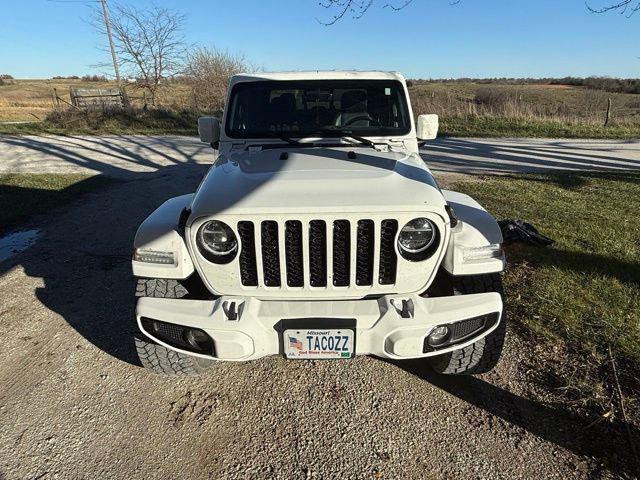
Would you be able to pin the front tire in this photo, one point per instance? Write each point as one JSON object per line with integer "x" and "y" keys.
{"x": 154, "y": 356}
{"x": 483, "y": 355}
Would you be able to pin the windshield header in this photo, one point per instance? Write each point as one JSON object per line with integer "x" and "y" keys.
{"x": 321, "y": 108}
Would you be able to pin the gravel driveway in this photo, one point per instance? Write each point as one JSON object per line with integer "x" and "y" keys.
{"x": 124, "y": 156}
{"x": 75, "y": 404}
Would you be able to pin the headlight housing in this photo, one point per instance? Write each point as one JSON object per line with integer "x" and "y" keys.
{"x": 418, "y": 239}
{"x": 217, "y": 242}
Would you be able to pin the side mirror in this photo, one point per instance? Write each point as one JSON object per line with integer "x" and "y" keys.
{"x": 427, "y": 127}
{"x": 209, "y": 130}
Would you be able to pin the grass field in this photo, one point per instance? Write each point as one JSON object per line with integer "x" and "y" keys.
{"x": 582, "y": 294}
{"x": 465, "y": 109}
{"x": 30, "y": 194}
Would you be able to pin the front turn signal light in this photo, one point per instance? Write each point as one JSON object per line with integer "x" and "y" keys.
{"x": 153, "y": 256}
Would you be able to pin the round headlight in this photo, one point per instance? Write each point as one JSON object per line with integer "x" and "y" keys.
{"x": 417, "y": 235}
{"x": 217, "y": 238}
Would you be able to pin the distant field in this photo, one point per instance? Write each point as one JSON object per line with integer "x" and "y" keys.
{"x": 30, "y": 100}
{"x": 465, "y": 109}
{"x": 562, "y": 103}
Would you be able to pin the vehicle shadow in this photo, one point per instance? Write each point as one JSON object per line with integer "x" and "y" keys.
{"x": 605, "y": 442}
{"x": 82, "y": 256}
{"x": 462, "y": 155}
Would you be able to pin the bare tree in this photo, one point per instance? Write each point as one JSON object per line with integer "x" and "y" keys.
{"x": 626, "y": 7}
{"x": 356, "y": 8}
{"x": 149, "y": 44}
{"x": 208, "y": 72}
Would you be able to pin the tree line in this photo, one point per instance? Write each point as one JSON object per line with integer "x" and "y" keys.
{"x": 607, "y": 84}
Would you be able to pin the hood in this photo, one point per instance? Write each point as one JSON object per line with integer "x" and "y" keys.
{"x": 322, "y": 179}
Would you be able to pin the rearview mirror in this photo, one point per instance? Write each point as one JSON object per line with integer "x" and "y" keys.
{"x": 209, "y": 130}
{"x": 427, "y": 127}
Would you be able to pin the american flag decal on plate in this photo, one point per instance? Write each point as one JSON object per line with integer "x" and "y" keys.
{"x": 295, "y": 343}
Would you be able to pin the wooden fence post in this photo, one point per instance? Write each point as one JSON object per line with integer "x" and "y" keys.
{"x": 608, "y": 115}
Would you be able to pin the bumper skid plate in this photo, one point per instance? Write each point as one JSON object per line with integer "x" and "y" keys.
{"x": 392, "y": 326}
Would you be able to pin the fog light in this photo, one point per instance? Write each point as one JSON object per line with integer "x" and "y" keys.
{"x": 438, "y": 335}
{"x": 481, "y": 254}
{"x": 197, "y": 339}
{"x": 152, "y": 256}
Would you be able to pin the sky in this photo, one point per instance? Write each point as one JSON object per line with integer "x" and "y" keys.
{"x": 427, "y": 39}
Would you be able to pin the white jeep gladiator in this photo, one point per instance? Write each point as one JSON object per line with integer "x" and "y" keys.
{"x": 319, "y": 233}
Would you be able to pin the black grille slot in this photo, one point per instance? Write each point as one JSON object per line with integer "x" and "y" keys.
{"x": 270, "y": 254}
{"x": 460, "y": 330}
{"x": 341, "y": 253}
{"x": 388, "y": 258}
{"x": 364, "y": 256}
{"x": 293, "y": 252}
{"x": 318, "y": 253}
{"x": 248, "y": 267}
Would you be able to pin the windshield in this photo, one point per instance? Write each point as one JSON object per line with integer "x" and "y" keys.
{"x": 322, "y": 108}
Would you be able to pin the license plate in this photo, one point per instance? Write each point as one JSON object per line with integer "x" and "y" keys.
{"x": 333, "y": 343}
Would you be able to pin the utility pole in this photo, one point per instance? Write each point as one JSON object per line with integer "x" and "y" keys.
{"x": 105, "y": 14}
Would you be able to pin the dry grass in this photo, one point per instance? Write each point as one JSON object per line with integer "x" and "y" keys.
{"x": 466, "y": 109}
{"x": 30, "y": 100}
{"x": 550, "y": 103}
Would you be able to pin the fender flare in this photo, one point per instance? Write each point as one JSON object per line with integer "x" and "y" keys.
{"x": 476, "y": 228}
{"x": 160, "y": 232}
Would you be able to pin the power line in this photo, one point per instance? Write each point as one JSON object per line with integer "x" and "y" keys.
{"x": 105, "y": 13}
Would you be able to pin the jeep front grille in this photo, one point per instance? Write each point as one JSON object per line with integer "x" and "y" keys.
{"x": 348, "y": 260}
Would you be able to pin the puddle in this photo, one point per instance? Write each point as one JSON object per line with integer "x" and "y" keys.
{"x": 17, "y": 242}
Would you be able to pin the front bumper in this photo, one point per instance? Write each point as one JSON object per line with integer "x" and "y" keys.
{"x": 246, "y": 328}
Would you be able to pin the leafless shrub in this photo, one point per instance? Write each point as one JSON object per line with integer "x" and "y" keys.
{"x": 149, "y": 43}
{"x": 208, "y": 72}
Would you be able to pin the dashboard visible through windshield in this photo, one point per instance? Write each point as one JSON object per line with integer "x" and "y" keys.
{"x": 323, "y": 108}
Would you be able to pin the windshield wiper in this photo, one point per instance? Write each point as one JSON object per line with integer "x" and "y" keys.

What to do: Output all the material verbatim, skipping every image.

The completed task:
Would you be able to pin the front tire in this photo, one point per instance? Write each point as one JSON object per line with integer "x" and "y" keys.
{"x": 154, "y": 356}
{"x": 483, "y": 355}
Would you be able to pin the windshield header in this photo, one point per instance? Write each point as one JSON object per line with integer "x" and "y" keys.
{"x": 321, "y": 108}
Would you be able to pin the gravel driveway in this photo, one point per instance? Write each point as one JSON object per line with integer "x" and "y" keys.
{"x": 124, "y": 156}
{"x": 75, "y": 404}
Would you be able to pin the headlight housing in this photo, one point per instance? Write each point as one JSON object per line with integer "x" and "y" keys.
{"x": 418, "y": 239}
{"x": 217, "y": 242}
Would you be able to pin the side mirror in this photo, one point per instance? Write each point as one JSON object per line with integer "x" and "y" keys.
{"x": 427, "y": 127}
{"x": 209, "y": 130}
Would you be able to pin the grass field in this photo, one point per instance? Write each point as one JSON object per line with integer "x" and "y" keys.
{"x": 582, "y": 294}
{"x": 465, "y": 109}
{"x": 30, "y": 194}
Would you be able to pin the front turn signal light in this photo, one point per instance? Write each point as one JSON object per line with integer "x" and "y" keys.
{"x": 153, "y": 256}
Would you be able to pin the round headlight in this photo, one point per instance? Write each point as one JSON object per line with integer "x" and "y" keys.
{"x": 417, "y": 235}
{"x": 217, "y": 238}
Would you be able to pin the distant field in this photo, one point per instance? Write each point as one JSON object per line with integer "x" and "y" keys.
{"x": 30, "y": 100}
{"x": 465, "y": 109}
{"x": 562, "y": 103}
Would you be able to pin the vehicle shadow in this photo, one point per instance? Write each point as one JSON object per line with integer "x" and "y" keys.
{"x": 605, "y": 442}
{"x": 82, "y": 256}
{"x": 462, "y": 155}
Would you be able to pin the bare tree in this photo, one point per instance? Write each point as one JSON object per line with integer "x" and "y" keys.
{"x": 626, "y": 7}
{"x": 356, "y": 8}
{"x": 149, "y": 44}
{"x": 208, "y": 72}
Would you be able to pin the tree line in this photo, one point per instance? Write each point as one JSON object per line with integer "x" and "y" keys.
{"x": 607, "y": 84}
Would you be able to pin the hood in this photo, one point per instance? Write each point as one JSON object per line with integer "x" and "y" keys.
{"x": 322, "y": 179}
Would you be able to pin the rearview mirror in this photo, one point per instance? Write each point as one JSON object per line with integer "x" and "y" keys.
{"x": 209, "y": 130}
{"x": 427, "y": 127}
Would you be able to pin the american flag decal on plate in this photo, one point per instance? Write each point as one JSON object per line with integer "x" and "y" keys.
{"x": 295, "y": 343}
Would you be able to pin the wooden fence post in this photo, one point per instance? Write each point as one JSON object per line with integer "x" and "y" keys.
{"x": 608, "y": 115}
Would you be able to pin the bumper skid plate in this photo, one point per instance? Write each point as one JSON object per line with integer "x" and "y" keys.
{"x": 392, "y": 326}
Would you be able to pin the fog light in this photo, one point per instance? Write each point as one JSON object per line with integer "x" and "y" keys.
{"x": 438, "y": 335}
{"x": 481, "y": 254}
{"x": 197, "y": 339}
{"x": 152, "y": 256}
Would you be able to pin the sky in this photo, one point per instance? Write each point as one JSON object per line with integer "x" and "y" keys.
{"x": 427, "y": 39}
Would you be able to pin the white jeep gladiator in this photo, one point per instance? Write each point as one JSON object per line with integer "x" and "y" keys.
{"x": 319, "y": 233}
Would you be able to pin the black grille slot in this photo, one point per instance? Write each point as one JSON object per line with integer "x" and "y" keys.
{"x": 270, "y": 254}
{"x": 460, "y": 330}
{"x": 341, "y": 253}
{"x": 388, "y": 258}
{"x": 364, "y": 256}
{"x": 293, "y": 252}
{"x": 318, "y": 253}
{"x": 248, "y": 267}
Would you be able to pin the windshield in this photo, one point per instance? Write each point as one JSON object per line with integer "x" and "y" keys.
{"x": 322, "y": 108}
Would you be able to pin the license plate in this photo, one point per instance? Write each point as one JSON object per line with integer "x" and "y" keys.
{"x": 333, "y": 343}
Would you be able to pin the utility pole in this photo, one point per instance? Write each point as one JSON object per line with integer "x" and "y" keys.
{"x": 105, "y": 14}
Would you be able to pin the dry grass in this photo, one point per instance? Write each point as one JSON object per line with integer "x" and "y" keys.
{"x": 466, "y": 109}
{"x": 30, "y": 100}
{"x": 550, "y": 103}
Would you be able to pin the fender flare in this photo, one point per instance? Write each point as one JSON object per line with integer "x" and "y" keys.
{"x": 476, "y": 228}
{"x": 160, "y": 232}
Would you be able to pin the power line in this photo, one point per instance? Write each point as one JSON object per line with integer "x" and "y" keys.
{"x": 105, "y": 13}
Would you be able to pin the jeep front grille in this photo, one point per instance? Write each point as one JSON object per line with integer "x" and "y" keys.
{"x": 348, "y": 260}
Would you be able to pin the puddle in this photo, one point per instance? Write each point as one JSON object per line with integer "x" and "y" keys.
{"x": 17, "y": 242}
Would you be able to pin the front bumper in this photo, one point per instance? Write each point as one JSON object per line with integer "x" and "y" keys.
{"x": 246, "y": 328}
Would you be able to pin the leafless shrub in this photo, one point per instance? Write each point as one JSON object per line with integer "x" and "y" keys.
{"x": 149, "y": 43}
{"x": 208, "y": 72}
Would you be able to pin the dashboard visible through windshield in this photo, one point per instance? Write each point as one JSON object per line with integer "x" and "y" keys.
{"x": 323, "y": 108}
Would you be able to pin the windshield wiper in this photo, one point per instance? Write each point as one JSON object per line with integer "x" and "y" keys.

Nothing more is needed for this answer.